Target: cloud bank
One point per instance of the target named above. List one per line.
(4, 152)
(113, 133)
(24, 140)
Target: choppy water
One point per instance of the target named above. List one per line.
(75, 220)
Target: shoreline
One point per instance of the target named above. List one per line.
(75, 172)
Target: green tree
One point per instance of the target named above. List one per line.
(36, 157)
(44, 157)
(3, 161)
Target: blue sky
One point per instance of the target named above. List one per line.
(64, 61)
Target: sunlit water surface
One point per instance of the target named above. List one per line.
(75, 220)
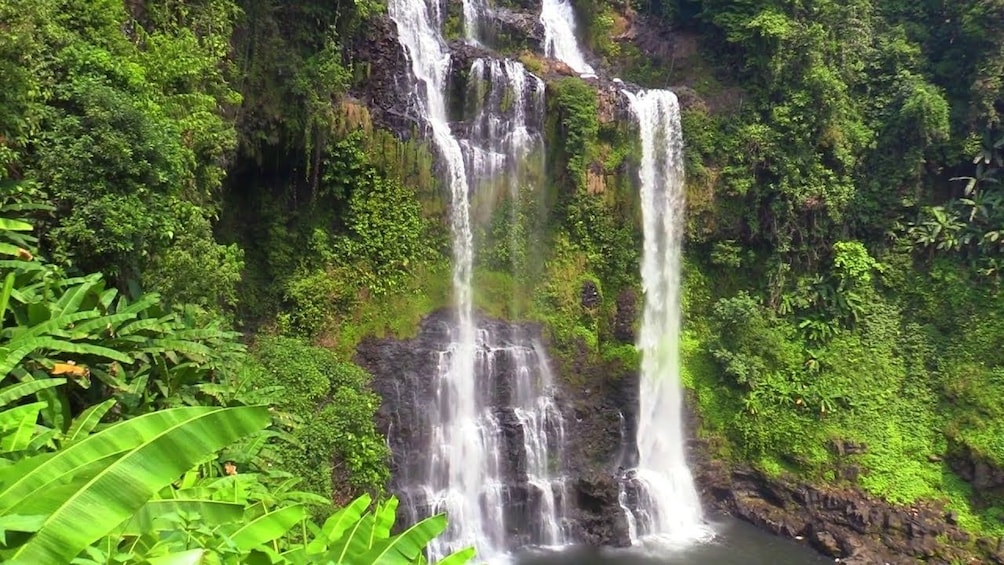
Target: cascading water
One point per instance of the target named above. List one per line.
(666, 500)
(669, 506)
(460, 468)
(558, 19)
(493, 428)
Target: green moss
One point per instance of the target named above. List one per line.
(335, 448)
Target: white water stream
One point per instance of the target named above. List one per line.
(495, 432)
(560, 42)
(669, 506)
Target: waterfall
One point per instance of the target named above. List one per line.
(560, 42)
(492, 430)
(460, 469)
(669, 506)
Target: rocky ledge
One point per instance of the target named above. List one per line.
(843, 523)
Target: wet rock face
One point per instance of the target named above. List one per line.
(985, 477)
(598, 520)
(404, 375)
(388, 87)
(843, 523)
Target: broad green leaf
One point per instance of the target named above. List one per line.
(86, 349)
(406, 546)
(337, 523)
(12, 418)
(19, 523)
(10, 393)
(190, 557)
(71, 299)
(355, 542)
(86, 421)
(44, 439)
(460, 557)
(126, 485)
(8, 286)
(267, 527)
(28, 478)
(20, 439)
(213, 514)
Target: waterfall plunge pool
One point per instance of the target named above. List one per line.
(735, 543)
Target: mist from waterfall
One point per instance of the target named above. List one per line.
(558, 19)
(668, 502)
(494, 431)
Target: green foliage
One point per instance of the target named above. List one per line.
(573, 107)
(178, 506)
(336, 449)
(127, 136)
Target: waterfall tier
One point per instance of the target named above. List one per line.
(558, 18)
(668, 504)
(490, 432)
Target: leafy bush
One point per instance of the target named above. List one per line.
(336, 449)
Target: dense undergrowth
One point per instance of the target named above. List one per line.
(843, 319)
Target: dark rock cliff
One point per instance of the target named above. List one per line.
(404, 375)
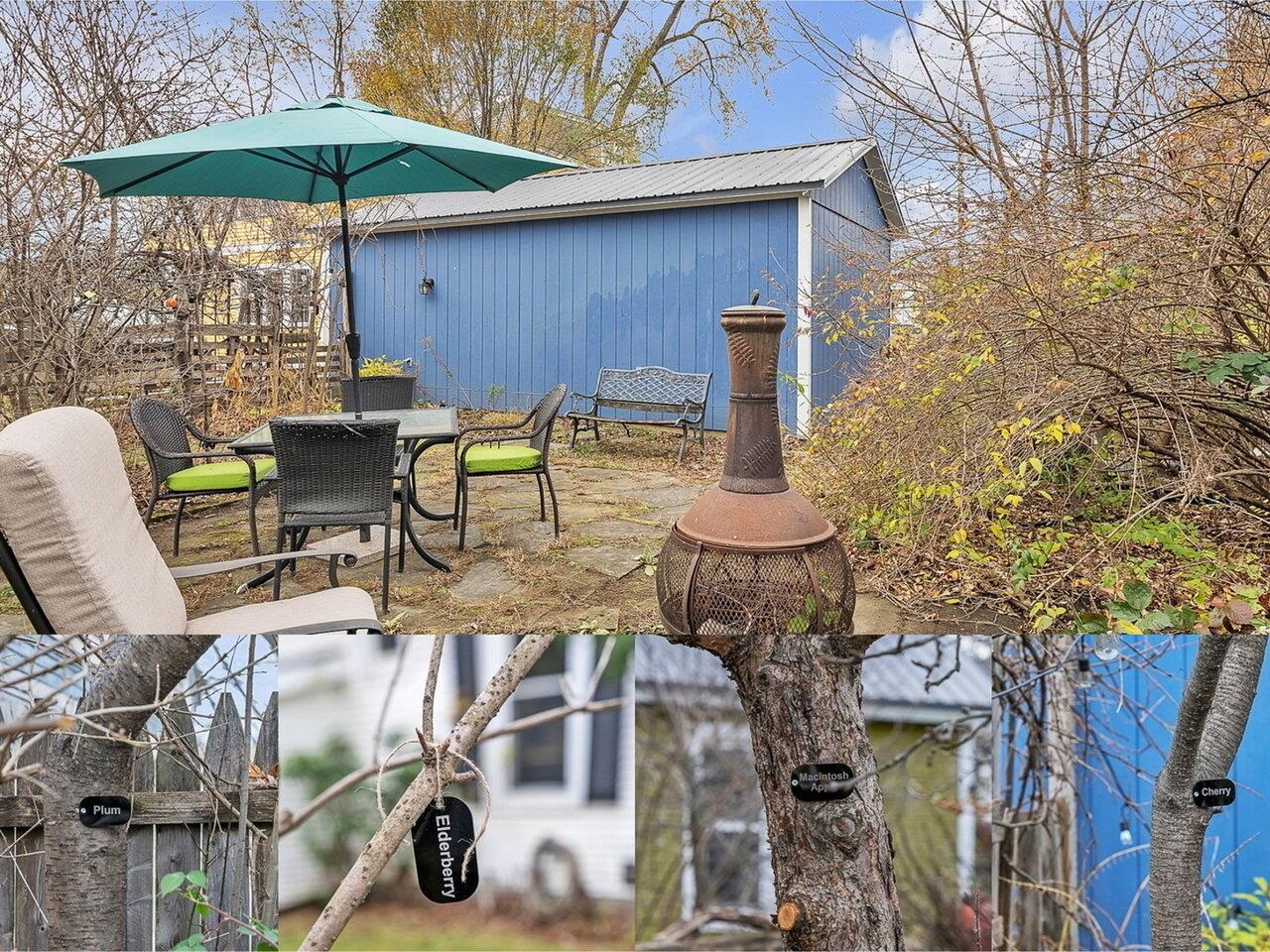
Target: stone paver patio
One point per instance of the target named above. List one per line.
(617, 502)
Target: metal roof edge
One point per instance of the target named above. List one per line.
(875, 169)
(762, 193)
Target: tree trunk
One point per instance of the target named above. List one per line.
(833, 862)
(87, 867)
(1210, 724)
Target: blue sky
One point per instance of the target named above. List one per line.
(801, 104)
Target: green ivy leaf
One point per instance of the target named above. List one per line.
(1138, 594)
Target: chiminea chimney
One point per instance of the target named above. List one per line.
(753, 556)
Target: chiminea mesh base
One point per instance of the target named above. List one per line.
(726, 593)
(752, 556)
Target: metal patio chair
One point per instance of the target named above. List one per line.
(493, 451)
(80, 561)
(177, 472)
(336, 472)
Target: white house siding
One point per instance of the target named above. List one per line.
(335, 684)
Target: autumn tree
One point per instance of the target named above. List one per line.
(592, 81)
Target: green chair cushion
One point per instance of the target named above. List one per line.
(503, 458)
(207, 477)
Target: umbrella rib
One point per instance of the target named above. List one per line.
(189, 159)
(258, 154)
(388, 158)
(457, 172)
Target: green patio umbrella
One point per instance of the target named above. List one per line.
(329, 150)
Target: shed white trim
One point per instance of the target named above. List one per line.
(803, 325)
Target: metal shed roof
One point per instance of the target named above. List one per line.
(765, 173)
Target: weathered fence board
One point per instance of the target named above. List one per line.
(226, 751)
(178, 848)
(181, 821)
(264, 862)
(7, 879)
(139, 929)
(30, 927)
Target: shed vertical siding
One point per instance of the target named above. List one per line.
(522, 306)
(846, 221)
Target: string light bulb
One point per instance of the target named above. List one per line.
(1106, 645)
(1083, 674)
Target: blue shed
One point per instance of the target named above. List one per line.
(1125, 730)
(554, 277)
(1120, 761)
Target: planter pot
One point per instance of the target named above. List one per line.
(380, 393)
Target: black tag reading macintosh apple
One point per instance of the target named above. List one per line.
(104, 811)
(441, 838)
(1209, 794)
(817, 782)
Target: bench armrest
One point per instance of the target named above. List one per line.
(197, 571)
(490, 435)
(204, 454)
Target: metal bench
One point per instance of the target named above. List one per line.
(651, 389)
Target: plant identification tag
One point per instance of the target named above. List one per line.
(104, 811)
(820, 782)
(1210, 794)
(441, 838)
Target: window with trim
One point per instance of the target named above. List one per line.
(540, 751)
(726, 828)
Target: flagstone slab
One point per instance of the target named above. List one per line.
(613, 561)
(670, 497)
(617, 530)
(529, 536)
(484, 583)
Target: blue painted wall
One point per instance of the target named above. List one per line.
(521, 306)
(1124, 751)
(847, 235)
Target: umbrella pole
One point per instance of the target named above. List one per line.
(352, 339)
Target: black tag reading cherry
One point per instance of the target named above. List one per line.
(104, 811)
(1210, 794)
(818, 782)
(441, 838)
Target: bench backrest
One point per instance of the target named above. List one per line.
(652, 388)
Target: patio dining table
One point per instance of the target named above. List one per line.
(417, 430)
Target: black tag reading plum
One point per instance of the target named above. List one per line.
(104, 811)
(817, 782)
(1209, 794)
(441, 839)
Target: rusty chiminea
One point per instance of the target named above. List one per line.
(753, 556)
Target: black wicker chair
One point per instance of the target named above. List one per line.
(486, 453)
(166, 434)
(334, 472)
(380, 394)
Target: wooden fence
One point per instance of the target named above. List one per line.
(185, 805)
(259, 334)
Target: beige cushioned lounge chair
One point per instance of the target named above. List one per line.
(81, 562)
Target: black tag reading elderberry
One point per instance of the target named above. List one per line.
(817, 782)
(441, 839)
(1209, 794)
(104, 811)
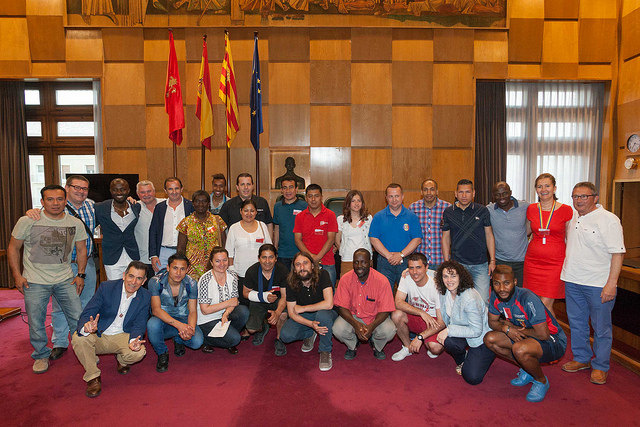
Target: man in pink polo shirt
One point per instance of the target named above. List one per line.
(315, 231)
(364, 300)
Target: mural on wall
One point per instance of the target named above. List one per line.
(472, 13)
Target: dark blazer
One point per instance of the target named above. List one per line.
(113, 238)
(156, 230)
(106, 301)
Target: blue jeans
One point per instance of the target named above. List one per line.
(393, 273)
(331, 269)
(158, 332)
(238, 319)
(477, 360)
(36, 299)
(480, 275)
(583, 302)
(60, 335)
(294, 331)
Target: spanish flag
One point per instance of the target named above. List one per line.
(204, 110)
(173, 96)
(228, 93)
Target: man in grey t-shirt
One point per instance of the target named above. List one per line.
(48, 243)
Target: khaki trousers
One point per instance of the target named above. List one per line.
(86, 349)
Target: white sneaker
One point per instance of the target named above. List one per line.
(401, 355)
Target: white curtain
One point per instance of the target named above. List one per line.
(553, 127)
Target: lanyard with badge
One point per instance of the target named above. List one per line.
(544, 230)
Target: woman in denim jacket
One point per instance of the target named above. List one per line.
(465, 314)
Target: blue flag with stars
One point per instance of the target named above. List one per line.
(255, 103)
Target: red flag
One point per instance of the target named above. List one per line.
(173, 96)
(204, 108)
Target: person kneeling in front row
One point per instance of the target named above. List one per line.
(174, 297)
(524, 332)
(113, 321)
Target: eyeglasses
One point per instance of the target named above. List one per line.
(582, 196)
(78, 188)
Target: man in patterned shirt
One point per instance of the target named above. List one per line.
(429, 211)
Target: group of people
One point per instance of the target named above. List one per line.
(477, 281)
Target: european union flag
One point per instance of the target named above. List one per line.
(256, 99)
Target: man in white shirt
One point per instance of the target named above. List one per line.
(114, 321)
(417, 310)
(595, 250)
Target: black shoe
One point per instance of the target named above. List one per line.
(163, 362)
(178, 349)
(57, 353)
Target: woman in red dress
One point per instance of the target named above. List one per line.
(545, 254)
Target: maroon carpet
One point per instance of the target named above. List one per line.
(256, 388)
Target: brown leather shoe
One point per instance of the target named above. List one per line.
(94, 387)
(599, 377)
(122, 369)
(574, 366)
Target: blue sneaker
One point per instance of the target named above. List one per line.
(522, 379)
(538, 391)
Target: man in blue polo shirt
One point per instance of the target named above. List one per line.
(510, 228)
(467, 236)
(395, 233)
(284, 218)
(524, 331)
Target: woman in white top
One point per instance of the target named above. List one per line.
(353, 229)
(245, 238)
(218, 303)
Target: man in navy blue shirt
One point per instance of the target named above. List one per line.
(524, 332)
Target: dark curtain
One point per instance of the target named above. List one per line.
(15, 192)
(491, 138)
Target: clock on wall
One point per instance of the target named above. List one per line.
(633, 143)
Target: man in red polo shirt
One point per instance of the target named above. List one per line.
(315, 231)
(364, 300)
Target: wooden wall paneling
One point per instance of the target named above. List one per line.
(124, 126)
(123, 84)
(525, 39)
(371, 125)
(630, 34)
(331, 167)
(330, 126)
(453, 84)
(412, 45)
(451, 45)
(597, 40)
(289, 83)
(123, 44)
(450, 166)
(371, 83)
(371, 44)
(453, 126)
(412, 126)
(289, 125)
(565, 9)
(412, 82)
(371, 169)
(330, 82)
(46, 38)
(288, 44)
(410, 166)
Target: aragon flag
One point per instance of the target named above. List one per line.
(228, 93)
(173, 96)
(204, 109)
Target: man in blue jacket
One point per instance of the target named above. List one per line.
(113, 322)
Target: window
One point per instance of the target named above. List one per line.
(61, 131)
(553, 127)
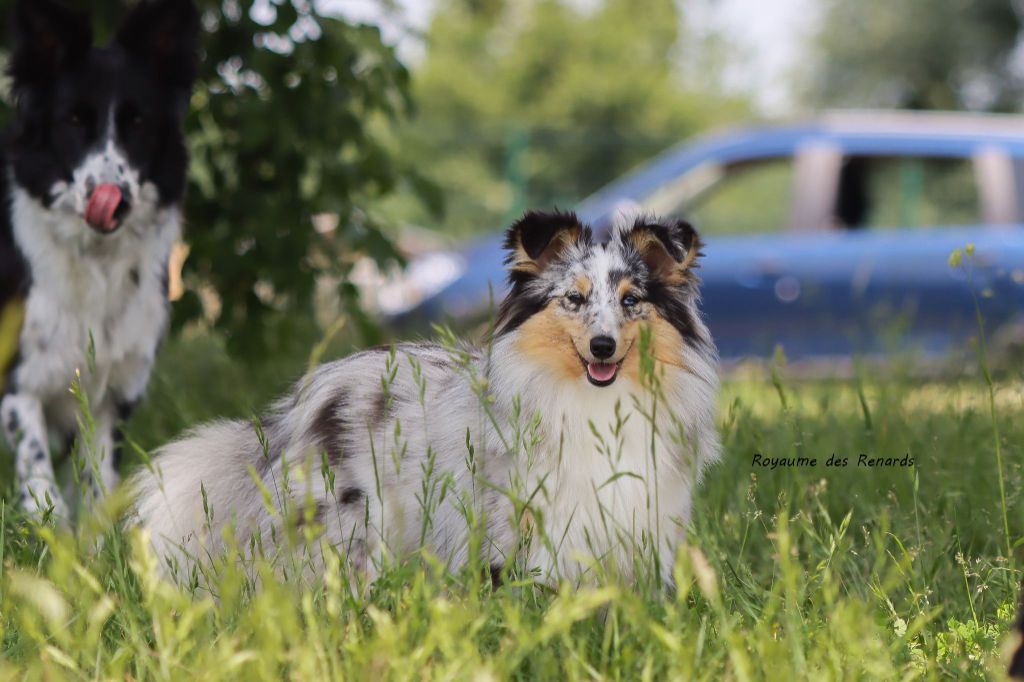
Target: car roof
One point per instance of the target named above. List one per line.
(864, 132)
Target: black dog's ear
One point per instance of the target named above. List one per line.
(165, 34)
(539, 238)
(670, 250)
(47, 37)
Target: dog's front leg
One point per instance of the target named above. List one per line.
(25, 429)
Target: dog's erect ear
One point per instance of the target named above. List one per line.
(47, 37)
(165, 34)
(539, 238)
(670, 250)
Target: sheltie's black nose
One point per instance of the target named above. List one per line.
(603, 347)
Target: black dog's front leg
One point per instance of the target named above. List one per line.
(25, 428)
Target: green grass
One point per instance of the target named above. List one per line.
(790, 573)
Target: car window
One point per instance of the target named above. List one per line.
(741, 199)
(881, 192)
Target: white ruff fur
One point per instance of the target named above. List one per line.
(564, 474)
(107, 292)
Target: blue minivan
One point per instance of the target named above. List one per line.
(830, 237)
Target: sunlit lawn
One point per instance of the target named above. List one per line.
(794, 572)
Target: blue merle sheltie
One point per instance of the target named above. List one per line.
(94, 171)
(570, 440)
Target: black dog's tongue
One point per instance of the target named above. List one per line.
(102, 205)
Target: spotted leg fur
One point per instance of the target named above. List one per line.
(25, 429)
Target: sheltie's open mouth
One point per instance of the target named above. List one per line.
(601, 374)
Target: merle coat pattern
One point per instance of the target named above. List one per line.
(574, 437)
(94, 176)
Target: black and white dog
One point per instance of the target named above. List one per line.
(94, 175)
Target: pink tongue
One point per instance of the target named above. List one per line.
(600, 371)
(102, 205)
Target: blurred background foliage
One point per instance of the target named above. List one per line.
(314, 145)
(286, 164)
(540, 102)
(932, 54)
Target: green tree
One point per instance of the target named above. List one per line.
(282, 129)
(539, 102)
(948, 54)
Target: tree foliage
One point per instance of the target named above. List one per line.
(946, 54)
(536, 102)
(282, 129)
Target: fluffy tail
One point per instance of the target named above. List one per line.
(196, 486)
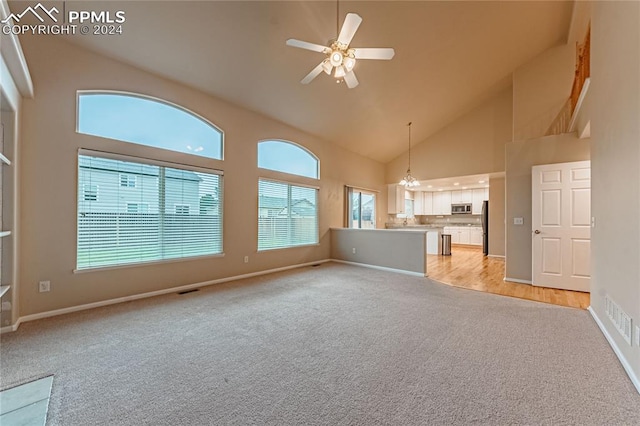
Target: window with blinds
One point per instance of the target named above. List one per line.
(287, 215)
(170, 212)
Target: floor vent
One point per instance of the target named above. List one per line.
(619, 318)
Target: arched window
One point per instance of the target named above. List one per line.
(147, 121)
(289, 158)
(287, 212)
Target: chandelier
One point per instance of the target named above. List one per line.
(409, 181)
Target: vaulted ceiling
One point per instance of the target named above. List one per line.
(450, 56)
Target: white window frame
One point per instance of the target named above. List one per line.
(85, 192)
(317, 228)
(128, 178)
(145, 208)
(176, 207)
(129, 158)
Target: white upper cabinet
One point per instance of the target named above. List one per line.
(427, 198)
(442, 203)
(418, 204)
(461, 196)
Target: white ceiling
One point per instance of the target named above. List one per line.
(450, 56)
(455, 183)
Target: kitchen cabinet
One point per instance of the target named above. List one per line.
(418, 204)
(395, 200)
(461, 196)
(442, 203)
(427, 201)
(478, 196)
(469, 235)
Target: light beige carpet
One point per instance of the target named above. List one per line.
(330, 345)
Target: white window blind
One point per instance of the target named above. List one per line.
(287, 215)
(136, 224)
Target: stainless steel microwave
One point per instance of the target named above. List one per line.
(463, 208)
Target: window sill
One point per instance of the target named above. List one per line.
(151, 263)
(289, 247)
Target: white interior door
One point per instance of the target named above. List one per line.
(561, 221)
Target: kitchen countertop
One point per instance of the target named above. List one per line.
(426, 226)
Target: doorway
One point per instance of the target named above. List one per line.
(561, 221)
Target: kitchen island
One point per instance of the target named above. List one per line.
(388, 249)
(434, 240)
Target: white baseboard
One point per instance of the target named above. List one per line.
(634, 379)
(71, 309)
(381, 268)
(515, 280)
(10, 328)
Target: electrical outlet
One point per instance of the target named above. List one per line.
(44, 286)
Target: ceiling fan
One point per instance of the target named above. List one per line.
(339, 55)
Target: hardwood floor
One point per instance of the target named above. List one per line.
(468, 268)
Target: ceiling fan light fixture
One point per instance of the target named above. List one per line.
(336, 58)
(327, 67)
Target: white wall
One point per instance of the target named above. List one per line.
(615, 147)
(49, 168)
(473, 144)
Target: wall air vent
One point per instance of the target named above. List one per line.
(619, 318)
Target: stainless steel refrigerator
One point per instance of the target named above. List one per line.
(485, 227)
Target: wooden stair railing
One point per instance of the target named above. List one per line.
(582, 72)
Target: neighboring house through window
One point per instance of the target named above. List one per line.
(361, 208)
(143, 211)
(287, 211)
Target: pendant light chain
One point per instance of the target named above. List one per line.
(409, 181)
(337, 18)
(409, 168)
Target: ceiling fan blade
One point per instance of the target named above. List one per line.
(349, 28)
(306, 45)
(351, 80)
(374, 53)
(313, 74)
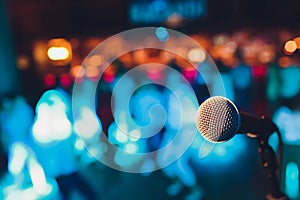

------------------------------------------------------------

▶ [The request]: Filter the entries above, copying every line that contains the string "kitchen". The match is case-sensitive.

▶ [Solution to this task]:
Target: kitchen cabinet
Target: kitchen countertop
Target: kitchen island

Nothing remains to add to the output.